> _Written request_:
Filter the entries below and keep every line that contains the string "hand". Case counts, so match it with the same capitalization.

> _Task data_:
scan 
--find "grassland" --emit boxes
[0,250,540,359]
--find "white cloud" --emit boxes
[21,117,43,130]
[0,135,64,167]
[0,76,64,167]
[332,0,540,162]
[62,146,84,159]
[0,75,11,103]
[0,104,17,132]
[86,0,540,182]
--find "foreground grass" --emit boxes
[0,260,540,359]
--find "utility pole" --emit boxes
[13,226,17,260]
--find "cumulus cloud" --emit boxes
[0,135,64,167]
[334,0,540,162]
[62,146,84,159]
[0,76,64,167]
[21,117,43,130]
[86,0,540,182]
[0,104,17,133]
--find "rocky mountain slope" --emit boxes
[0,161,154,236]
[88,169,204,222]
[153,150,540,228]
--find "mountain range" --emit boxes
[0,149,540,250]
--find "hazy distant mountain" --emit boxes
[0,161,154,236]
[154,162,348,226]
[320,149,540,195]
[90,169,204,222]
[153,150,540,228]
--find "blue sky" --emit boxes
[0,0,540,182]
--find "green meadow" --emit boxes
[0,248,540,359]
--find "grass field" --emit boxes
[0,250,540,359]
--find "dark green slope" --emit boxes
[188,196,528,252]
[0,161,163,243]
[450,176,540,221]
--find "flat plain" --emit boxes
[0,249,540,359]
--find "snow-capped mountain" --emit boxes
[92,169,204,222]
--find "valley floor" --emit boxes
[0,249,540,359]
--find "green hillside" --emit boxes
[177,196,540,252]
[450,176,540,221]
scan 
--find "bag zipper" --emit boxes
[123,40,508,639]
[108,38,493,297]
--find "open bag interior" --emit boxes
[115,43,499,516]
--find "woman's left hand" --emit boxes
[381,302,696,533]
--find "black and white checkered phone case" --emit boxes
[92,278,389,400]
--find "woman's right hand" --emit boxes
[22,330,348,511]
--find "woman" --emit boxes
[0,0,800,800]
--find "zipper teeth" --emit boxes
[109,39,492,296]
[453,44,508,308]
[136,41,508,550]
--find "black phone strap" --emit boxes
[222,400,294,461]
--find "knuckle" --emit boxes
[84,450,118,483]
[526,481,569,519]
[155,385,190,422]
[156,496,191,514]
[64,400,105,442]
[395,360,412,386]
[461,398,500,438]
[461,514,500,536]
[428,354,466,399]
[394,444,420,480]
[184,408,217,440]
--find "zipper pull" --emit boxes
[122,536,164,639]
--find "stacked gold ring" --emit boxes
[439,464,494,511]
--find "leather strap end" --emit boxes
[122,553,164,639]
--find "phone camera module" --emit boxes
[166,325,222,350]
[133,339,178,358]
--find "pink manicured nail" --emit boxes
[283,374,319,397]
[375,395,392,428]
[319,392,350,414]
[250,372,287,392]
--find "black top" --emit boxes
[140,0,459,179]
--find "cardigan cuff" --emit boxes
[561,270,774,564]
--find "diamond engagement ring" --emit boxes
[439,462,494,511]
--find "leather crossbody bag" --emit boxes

> _Solution below_:
--find "woman's left hand" --emit boxes
--find "woman's right hand" --emit boxes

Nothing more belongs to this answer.